Instructions to follow:
Using the entries below, quote exactly the span of lines that begins with the line containing "TARGET = man's black hair" and ends with the final line.

Source material:
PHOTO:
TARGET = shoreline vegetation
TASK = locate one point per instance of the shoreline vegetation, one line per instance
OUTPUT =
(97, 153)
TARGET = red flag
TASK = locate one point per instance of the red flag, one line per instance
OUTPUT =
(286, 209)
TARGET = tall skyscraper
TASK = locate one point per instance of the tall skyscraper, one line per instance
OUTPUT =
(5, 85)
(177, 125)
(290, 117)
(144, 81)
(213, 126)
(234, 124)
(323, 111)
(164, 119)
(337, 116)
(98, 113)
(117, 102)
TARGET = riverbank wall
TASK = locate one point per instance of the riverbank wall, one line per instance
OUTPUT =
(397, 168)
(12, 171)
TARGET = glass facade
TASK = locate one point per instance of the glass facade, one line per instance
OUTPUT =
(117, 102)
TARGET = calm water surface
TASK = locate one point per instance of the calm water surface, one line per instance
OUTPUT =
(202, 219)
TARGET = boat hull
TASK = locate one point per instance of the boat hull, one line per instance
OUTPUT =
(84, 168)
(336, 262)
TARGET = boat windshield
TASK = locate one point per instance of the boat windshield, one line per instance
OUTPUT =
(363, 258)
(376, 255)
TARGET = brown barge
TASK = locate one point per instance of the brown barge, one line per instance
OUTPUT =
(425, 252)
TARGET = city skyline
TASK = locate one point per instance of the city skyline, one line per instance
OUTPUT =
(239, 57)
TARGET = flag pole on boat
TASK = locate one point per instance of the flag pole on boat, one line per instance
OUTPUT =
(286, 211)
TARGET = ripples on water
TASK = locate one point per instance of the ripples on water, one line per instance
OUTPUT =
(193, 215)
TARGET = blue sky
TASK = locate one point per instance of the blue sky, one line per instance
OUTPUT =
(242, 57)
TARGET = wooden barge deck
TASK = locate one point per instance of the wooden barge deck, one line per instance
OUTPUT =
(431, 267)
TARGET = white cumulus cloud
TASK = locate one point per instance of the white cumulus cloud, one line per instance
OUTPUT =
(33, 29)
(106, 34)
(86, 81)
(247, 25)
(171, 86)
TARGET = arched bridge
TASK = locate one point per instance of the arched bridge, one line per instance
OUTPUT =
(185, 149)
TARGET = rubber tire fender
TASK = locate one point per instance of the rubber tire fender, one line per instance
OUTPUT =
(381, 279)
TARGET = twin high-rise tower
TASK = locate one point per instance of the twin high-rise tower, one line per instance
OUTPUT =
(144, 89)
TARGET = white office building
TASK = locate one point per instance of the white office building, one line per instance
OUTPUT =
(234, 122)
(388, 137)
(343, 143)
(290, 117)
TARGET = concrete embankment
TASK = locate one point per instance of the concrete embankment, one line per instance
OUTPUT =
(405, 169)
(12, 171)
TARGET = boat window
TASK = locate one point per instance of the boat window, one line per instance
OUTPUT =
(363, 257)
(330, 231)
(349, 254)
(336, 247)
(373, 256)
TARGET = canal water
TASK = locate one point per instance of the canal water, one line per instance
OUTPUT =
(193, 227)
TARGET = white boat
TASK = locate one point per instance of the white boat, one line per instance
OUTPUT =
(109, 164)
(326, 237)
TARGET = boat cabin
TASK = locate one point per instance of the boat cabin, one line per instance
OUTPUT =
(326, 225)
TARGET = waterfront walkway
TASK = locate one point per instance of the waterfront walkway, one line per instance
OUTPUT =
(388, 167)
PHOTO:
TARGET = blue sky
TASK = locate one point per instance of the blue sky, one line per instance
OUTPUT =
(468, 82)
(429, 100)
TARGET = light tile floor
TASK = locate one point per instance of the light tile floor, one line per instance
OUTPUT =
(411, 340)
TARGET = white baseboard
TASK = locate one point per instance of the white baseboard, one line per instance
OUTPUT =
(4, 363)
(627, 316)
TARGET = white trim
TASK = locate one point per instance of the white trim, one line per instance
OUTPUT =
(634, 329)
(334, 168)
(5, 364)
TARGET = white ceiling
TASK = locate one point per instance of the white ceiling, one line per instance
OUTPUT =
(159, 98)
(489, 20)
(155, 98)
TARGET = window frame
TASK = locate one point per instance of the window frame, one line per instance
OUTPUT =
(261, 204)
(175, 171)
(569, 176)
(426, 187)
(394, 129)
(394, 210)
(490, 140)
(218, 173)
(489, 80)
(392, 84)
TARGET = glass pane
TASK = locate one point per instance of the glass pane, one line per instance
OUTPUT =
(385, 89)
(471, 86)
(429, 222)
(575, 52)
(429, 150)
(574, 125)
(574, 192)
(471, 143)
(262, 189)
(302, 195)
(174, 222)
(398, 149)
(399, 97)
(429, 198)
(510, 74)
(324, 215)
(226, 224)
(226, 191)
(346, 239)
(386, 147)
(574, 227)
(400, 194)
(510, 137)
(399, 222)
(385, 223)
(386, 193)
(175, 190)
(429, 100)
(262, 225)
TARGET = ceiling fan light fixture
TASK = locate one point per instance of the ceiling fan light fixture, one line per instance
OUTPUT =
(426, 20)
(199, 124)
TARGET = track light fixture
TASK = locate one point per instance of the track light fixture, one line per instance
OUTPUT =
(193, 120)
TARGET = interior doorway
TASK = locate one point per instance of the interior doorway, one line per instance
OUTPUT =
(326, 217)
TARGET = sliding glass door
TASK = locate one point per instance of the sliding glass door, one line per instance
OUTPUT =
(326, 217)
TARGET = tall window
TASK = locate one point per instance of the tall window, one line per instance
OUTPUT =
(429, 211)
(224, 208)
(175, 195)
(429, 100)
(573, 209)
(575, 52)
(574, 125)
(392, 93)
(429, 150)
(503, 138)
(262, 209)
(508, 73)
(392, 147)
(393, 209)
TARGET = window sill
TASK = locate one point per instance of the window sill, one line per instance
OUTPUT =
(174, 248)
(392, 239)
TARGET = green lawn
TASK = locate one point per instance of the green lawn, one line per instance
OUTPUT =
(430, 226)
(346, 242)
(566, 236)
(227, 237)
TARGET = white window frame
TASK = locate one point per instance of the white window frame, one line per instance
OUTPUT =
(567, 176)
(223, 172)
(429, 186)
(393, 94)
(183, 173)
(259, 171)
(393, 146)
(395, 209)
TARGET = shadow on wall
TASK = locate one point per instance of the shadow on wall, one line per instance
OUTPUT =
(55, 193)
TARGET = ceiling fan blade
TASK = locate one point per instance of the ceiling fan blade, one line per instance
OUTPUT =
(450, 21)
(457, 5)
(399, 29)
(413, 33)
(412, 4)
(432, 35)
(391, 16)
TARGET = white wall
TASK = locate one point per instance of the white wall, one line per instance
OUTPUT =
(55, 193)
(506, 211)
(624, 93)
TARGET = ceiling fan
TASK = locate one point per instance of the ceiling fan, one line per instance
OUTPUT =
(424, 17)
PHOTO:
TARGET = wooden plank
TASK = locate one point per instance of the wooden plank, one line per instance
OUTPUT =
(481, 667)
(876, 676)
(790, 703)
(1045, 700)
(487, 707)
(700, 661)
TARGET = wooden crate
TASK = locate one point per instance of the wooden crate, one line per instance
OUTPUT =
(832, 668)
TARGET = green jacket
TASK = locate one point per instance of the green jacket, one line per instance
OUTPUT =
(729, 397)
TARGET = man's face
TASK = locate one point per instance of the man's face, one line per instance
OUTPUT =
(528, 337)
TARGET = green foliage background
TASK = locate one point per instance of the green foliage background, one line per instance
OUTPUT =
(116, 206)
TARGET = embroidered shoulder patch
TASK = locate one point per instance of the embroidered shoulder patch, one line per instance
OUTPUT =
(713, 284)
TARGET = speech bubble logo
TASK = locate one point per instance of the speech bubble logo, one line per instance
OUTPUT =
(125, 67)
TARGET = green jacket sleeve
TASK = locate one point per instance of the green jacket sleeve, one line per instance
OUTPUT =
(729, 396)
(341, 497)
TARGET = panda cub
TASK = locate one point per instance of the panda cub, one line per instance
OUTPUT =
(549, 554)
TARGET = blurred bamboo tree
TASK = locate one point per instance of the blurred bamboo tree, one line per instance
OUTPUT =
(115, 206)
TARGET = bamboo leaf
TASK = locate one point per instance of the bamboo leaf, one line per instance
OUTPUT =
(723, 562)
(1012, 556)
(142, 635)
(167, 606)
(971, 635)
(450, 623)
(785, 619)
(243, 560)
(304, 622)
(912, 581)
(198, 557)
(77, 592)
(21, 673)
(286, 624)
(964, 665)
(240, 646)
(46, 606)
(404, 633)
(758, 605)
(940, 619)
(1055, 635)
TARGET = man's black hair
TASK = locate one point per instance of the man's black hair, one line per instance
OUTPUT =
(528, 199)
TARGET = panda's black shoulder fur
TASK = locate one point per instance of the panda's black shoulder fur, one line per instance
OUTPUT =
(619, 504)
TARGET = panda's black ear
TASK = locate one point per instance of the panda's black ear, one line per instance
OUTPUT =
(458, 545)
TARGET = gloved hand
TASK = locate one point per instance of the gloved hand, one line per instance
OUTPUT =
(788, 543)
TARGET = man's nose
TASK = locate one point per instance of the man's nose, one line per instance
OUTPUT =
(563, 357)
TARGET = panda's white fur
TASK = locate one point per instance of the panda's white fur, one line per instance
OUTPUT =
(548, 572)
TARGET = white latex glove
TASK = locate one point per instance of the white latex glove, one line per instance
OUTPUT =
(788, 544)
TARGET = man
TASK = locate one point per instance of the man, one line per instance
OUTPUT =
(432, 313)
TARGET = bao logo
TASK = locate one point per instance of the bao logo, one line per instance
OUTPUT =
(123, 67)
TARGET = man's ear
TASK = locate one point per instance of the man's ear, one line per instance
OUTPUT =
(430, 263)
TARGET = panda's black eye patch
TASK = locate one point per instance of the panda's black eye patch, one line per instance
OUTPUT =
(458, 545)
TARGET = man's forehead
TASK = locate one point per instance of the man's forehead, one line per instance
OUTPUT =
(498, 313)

Output for this exercise:
TARGET = man's black hair
TASK = locate one point per instance of the man's black hair, one line per instance
OUTPUT =
(528, 199)
TARGET = panda's black shoulder fur
TASK = locate one point per instance of the panda's black shoulder fur, one line per instance
OUTPUT =
(619, 504)
TARGET = panda's black ear
TASK = locate one point per instance of the panda's black ear, one line per instance
OUTPUT =
(458, 545)
TARGET = gloved hand
TASK = locate one point per instance of the gloved hand, one line per instance
OUTPUT =
(788, 543)
TARGET = man's nose
TASK = locate one point per instance of the man's nose, one line per instance
OUTPUT =
(563, 357)
TARGET = panda's white fur
TASK = locate one point per instance of the panda's white fur, one line per instance
OUTPUT =
(548, 572)
TARGET = white latex glove
TASK = locate one point per instance of the white latex glove, one line per instance
OUTPUT =
(788, 544)
TARGET = man
TASK = locate one point per instance of the man, one line per instance
OUTPUT =
(432, 313)
TARGET = bao logo
TASK = locate one point per instance of the bao logo, one line per instance
OUTPUT =
(123, 67)
TARGET = man's ear
TASK = locate one point per instance of the man's ear, one line per instance
OUTPUT =
(430, 263)
TARGET = panda's black eye patch
TASK = locate one point per instance of the panda's black eye patch, one line per instance
OUTPUT =
(458, 545)
TARGET = man's forehead
TASK = locate one point per instance of the man's forehead, one line per instance
OUTPUT =
(498, 313)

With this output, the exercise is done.